Supplied entries:
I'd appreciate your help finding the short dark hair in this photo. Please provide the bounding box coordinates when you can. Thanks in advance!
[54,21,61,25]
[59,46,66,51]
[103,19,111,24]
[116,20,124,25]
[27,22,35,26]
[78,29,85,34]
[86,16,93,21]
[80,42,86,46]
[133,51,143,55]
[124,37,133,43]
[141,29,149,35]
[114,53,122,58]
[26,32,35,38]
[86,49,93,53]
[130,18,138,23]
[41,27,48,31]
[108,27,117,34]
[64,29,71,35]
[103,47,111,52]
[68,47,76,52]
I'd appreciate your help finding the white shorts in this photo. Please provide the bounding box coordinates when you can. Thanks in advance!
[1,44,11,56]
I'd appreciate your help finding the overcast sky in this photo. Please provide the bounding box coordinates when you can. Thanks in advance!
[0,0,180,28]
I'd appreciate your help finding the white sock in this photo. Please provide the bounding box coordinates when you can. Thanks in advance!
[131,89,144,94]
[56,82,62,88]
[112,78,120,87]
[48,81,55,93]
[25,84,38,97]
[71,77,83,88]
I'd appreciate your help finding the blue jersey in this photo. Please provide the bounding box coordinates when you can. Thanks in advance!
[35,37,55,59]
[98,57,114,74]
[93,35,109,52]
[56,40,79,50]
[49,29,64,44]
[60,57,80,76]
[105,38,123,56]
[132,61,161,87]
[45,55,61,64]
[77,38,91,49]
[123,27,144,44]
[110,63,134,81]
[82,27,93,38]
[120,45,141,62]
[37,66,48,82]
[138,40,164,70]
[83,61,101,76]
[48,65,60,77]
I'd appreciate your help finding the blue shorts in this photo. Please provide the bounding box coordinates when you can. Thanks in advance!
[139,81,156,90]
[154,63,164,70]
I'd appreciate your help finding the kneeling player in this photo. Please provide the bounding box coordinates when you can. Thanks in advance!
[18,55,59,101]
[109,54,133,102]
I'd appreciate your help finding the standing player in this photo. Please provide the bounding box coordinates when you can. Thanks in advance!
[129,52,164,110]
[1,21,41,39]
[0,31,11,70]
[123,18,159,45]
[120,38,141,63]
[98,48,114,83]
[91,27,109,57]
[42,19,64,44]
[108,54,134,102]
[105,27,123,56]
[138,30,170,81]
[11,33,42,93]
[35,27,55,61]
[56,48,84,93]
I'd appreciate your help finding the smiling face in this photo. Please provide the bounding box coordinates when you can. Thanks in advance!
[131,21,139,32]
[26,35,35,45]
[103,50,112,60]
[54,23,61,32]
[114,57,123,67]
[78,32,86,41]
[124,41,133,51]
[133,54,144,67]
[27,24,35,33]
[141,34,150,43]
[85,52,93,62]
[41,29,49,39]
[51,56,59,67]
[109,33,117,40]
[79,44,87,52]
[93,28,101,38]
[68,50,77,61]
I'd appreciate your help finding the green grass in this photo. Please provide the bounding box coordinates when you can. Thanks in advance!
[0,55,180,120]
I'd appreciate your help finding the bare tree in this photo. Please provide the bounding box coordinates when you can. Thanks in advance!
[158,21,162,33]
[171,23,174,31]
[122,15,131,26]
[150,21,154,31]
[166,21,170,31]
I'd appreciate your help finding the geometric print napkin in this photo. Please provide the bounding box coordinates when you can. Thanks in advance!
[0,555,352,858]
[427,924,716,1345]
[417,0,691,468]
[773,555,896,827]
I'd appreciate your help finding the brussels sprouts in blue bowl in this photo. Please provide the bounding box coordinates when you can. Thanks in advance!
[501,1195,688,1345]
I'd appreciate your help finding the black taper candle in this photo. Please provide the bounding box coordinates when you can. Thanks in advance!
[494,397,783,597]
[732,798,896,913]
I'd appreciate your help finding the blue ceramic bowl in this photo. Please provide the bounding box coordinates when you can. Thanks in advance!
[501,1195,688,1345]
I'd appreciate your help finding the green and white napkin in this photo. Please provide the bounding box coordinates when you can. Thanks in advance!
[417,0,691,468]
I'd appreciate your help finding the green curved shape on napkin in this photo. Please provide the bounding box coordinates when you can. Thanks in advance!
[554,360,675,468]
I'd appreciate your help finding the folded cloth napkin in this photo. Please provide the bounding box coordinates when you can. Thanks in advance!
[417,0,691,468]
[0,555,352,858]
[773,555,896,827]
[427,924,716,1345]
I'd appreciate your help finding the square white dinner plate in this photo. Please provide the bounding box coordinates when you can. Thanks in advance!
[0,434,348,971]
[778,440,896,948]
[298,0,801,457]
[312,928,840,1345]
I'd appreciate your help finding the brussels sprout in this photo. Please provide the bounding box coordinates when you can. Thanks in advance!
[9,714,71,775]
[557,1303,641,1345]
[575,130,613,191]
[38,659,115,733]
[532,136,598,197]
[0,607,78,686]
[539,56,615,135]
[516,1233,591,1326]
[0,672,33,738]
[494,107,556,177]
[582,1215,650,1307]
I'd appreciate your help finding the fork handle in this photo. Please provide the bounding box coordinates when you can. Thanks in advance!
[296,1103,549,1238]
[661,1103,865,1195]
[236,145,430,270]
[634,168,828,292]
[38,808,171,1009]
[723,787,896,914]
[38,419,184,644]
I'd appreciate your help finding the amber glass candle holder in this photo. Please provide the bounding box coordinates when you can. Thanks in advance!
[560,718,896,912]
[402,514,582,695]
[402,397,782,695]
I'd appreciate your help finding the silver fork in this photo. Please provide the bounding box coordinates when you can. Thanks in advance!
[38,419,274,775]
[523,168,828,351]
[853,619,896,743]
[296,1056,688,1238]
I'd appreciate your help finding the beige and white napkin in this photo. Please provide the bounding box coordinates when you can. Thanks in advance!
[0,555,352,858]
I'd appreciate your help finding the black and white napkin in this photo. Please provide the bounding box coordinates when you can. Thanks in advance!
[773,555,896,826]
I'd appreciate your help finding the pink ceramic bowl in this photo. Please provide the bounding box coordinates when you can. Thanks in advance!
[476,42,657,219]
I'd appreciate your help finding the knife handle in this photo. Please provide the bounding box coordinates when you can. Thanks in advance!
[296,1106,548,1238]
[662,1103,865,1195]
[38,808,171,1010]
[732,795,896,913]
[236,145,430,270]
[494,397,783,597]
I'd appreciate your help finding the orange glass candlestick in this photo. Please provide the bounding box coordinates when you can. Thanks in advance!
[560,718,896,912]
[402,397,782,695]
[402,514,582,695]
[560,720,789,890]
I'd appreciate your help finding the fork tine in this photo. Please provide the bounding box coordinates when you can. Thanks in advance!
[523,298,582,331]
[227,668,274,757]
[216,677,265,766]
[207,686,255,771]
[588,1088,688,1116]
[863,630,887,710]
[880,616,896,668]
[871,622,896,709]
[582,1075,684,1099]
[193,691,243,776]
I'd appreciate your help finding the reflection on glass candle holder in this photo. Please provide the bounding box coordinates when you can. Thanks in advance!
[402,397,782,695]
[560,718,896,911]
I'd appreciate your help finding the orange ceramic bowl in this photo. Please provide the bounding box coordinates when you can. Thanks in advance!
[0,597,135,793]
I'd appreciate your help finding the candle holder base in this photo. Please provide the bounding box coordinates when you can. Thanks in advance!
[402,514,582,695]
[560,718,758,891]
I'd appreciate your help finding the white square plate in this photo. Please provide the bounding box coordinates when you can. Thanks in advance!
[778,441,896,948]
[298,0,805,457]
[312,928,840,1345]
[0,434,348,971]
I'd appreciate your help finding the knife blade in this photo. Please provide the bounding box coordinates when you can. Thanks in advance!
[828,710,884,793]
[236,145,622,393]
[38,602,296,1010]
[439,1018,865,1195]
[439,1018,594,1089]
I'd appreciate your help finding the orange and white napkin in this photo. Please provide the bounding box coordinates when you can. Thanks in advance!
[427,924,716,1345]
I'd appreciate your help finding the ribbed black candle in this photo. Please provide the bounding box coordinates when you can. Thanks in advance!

Task instructions: Copy every one of the rows above verbatim, with no changes.

Full answer:
I'd appreciate your help finding the short dark hair in this photo. Please provide the bounding box coordinates when you can. Thanks in advance!
[54,21,61,25]
[59,46,66,51]
[103,19,111,24]
[116,20,124,25]
[27,22,35,26]
[78,29,85,34]
[86,16,93,21]
[80,42,86,46]
[133,51,143,55]
[124,37,133,43]
[141,29,149,35]
[114,53,122,58]
[26,32,35,38]
[86,49,93,53]
[130,18,138,23]
[41,27,48,31]
[108,27,117,34]
[64,29,71,35]
[103,47,111,52]
[68,47,76,52]
I'd appreciate your help finding the white shorts in this photo. Please provide the bounding box coordinates when you can. Thanks in advance!
[1,44,11,56]
I'd appreciate your help finding the overcast sky in this photo. Please provide the bounding box coordinates when you can. Thanks in advance!
[0,0,180,28]
I'd appreciate your help finding the white sock in this photo. Please provide the bounding box coordinates when you can. Thanks in advance!
[131,89,144,94]
[56,82,62,88]
[112,78,120,87]
[48,81,55,93]
[25,84,38,97]
[71,77,83,88]
I'd appreciate your help finding the blue jersey in this photo. Please provide the bounding box coordinates when you can. Thanks in advance!
[35,37,55,59]
[98,57,114,74]
[93,35,109,52]
[56,40,79,50]
[49,29,64,44]
[60,57,80,76]
[105,38,123,56]
[132,61,161,87]
[45,55,61,64]
[77,38,91,49]
[123,27,144,44]
[110,63,134,81]
[82,27,93,38]
[120,45,141,62]
[37,66,48,82]
[138,40,164,70]
[83,61,101,76]
[48,65,60,77]
I'd appreciate your help finding the blue shorts in this photo. Please provide the bounding box coordinates when you can. Thanks in advance!
[139,81,156,90]
[154,63,164,70]
I'd appreciate your help finding the kneeling player in this photo. Please provide the bounding box coordinates when you can. Thanks in advance!
[18,55,59,101]
[109,54,133,102]
I'd appreciate your help finding the standing player in this photo. Please provide the bounding box coordinates when you can. Thanks in advance!
[129,52,164,110]
[1,21,41,39]
[0,31,11,70]
[123,18,159,45]
[120,38,141,63]
[98,48,114,83]
[91,27,109,57]
[42,19,64,44]
[108,54,134,102]
[105,27,123,56]
[138,30,170,81]
[11,33,42,93]
[35,27,55,61]
[56,48,84,93]
I'd appreciate your help finding the smiling face in this photo. Please provide the bounding box coordinates when you can. Thanks in advance!
[131,21,139,32]
[26,35,35,45]
[103,50,112,60]
[54,23,61,32]
[114,57,123,67]
[78,32,86,41]
[124,41,133,51]
[133,54,144,67]
[27,24,35,33]
[141,34,150,43]
[85,52,93,62]
[41,29,49,39]
[51,56,59,67]
[109,33,117,40]
[79,44,87,52]
[93,28,101,38]
[68,50,77,61]
I'd appreciate your help finding the green grass in this photo. Please provide the bounding box coordinates when you can. Thanks in advance!
[0,55,180,120]
I'd appreciate your help finding the bare tree in this photo. Please provide the bounding box coordinates when you can. Thanks in advance!
[158,21,162,33]
[171,23,174,31]
[122,15,131,26]
[150,21,154,31]
[166,21,170,31]
I'd appreciate your help finding the geometric print napkin in this photo. Please provide the bounding box coordinates when you can. Thanks in advance!
[0,555,352,858]
[427,924,716,1345]
[417,0,691,468]
[773,555,896,827]
I'd appreciate your help finding the brussels sprouts in blue bowl in this photo. Please provide the bounding box coordinates when you can. Thanks in advance!
[501,1195,688,1345]
I'd appreciate your help finding the black taper candle in this photo. Please provide the bounding box coordinates when you can. Thanks in advance!
[494,397,783,597]
[732,798,896,913]
I'd appreciate your help finding the blue ceramic bowl in this photo. Please provide the bounding box coordinates when you can. Thanks in advance!
[501,1195,688,1345]
I'd appreciate your help finding the green and white napkin in this photo. Please provide the bounding box coordinates when you can. Thanks in advance!
[417,0,691,468]
I'd appreciate your help finding the green curved shape on napkin in this photo. Please provide the bounding box coordinates when you can. Thanks in advance!
[554,360,675,468]
I'd appreciate your help finding the folded cloth napkin in this photo. Please provide the bounding box coordinates when you can. Thanks in advance!
[417,0,691,468]
[0,555,352,858]
[773,555,896,827]
[427,924,716,1345]
I'd appreciate your help finding the square white dinner plate in this photo. Please provide the bounding box coordinates when you can. Thanks in advance!
[0,434,348,971]
[778,440,896,948]
[298,0,801,457]
[312,928,840,1345]
I'd appreciate your help finding the brussels sprout in this photo. Please provide the bounding box coordinates when you can. Thanks in advance!
[9,714,71,775]
[557,1303,641,1345]
[575,130,613,191]
[38,659,115,733]
[532,136,598,197]
[0,607,78,686]
[539,56,615,135]
[516,1233,591,1326]
[0,672,33,738]
[494,107,556,177]
[582,1215,650,1307]
I'd appreciate your help finding the fork handle in this photo. Please provide the bounding box coordinates when you can. Thanks in advance!
[296,1103,549,1238]
[661,1103,865,1195]
[236,145,430,270]
[634,168,828,292]
[38,808,171,1009]
[723,787,896,914]
[38,419,184,644]
I'd appreciate your help finding the amber glass candle holder in this photo. Please provide the bounding box coordinates when you can. Thanks in advance!
[560,718,896,912]
[402,514,582,695]
[402,397,782,695]
I'd appreciate your help finding the silver fork in this photo. Please provide the bounding box coordinates when you can. Thanks in advance!
[38,419,274,775]
[523,168,828,351]
[853,619,896,743]
[296,1056,688,1238]
I'd appreciate your help finding the beige and white napkin in this photo. Please provide the bounding box coordinates when you can. Thanks in advance!
[0,555,352,858]
I'd appreciate your help finding the black and white napkin in this photo. Please provide the bounding box coordinates when you can. Thanks in advance!
[773,555,896,826]
I'd appreciate your help finding the pink ceramic bowl in this photo. Please provide the bounding box coordinates when you can. Thanks in advance!
[476,42,657,219]
I'd appreciate your help finding the knife handle in this photo. Please provide the bounding box coordinates when you can. Thanks in advance!
[296,1106,548,1238]
[662,1103,865,1195]
[38,808,171,1010]
[732,795,896,913]
[236,145,430,270]
[494,397,783,597]
I'd appreciate your help finding the orange glass candlestick in this photo. Please provide the bounding box coordinates when you can. Thanks in advance!
[560,718,896,912]
[402,397,782,695]
[402,514,582,695]
[560,720,789,890]
I'd appreciate your help finding the fork tine in this photo. Please provide the bounding box coordinates when you can. Thanks in advance!
[523,298,582,331]
[227,668,274,757]
[216,677,265,766]
[207,686,255,771]
[588,1088,688,1116]
[863,630,887,710]
[880,616,896,668]
[871,622,896,709]
[582,1075,684,1099]
[193,691,243,776]
I'd appreciate your help finding the reflection on glass candle holder in this photo. Please provide the bounding box coordinates when you can. Thanks in advance!
[402,397,782,695]
[560,718,896,911]
I'd appreciate your help finding the orange ceramic bowl in this photo. Please provide the bounding box coordinates when you can. Thanks in advance!
[0,597,135,793]
I'd appreciate your help finding the candle holder base in this photo. Please provide the bounding box coordinates when you can. Thanks in advance!
[402,514,582,695]
[560,718,758,891]
I'd appreciate your help finding the white square plate in this photo. Please provide the bounding box coordinates when you can. Thanks in advance!
[778,441,896,948]
[298,0,805,457]
[312,928,840,1345]
[0,434,348,971]
I'd appreciate your help finding the knife blade in this photo. Please provide the bounding box coordinates when you can. Thanks in advance!
[828,710,884,793]
[236,145,622,393]
[38,602,296,1010]
[439,1018,865,1195]
[439,1018,594,1089]
I'd appreciate your help finding the orange and white napkin in this photo. Please provide the bounding box coordinates when you can. Thanks in advance!
[427,924,716,1345]
I'd appreciate your help finding the ribbed black candle in this photo. Please provide the bounding box coordinates when you can. Thanks in advance!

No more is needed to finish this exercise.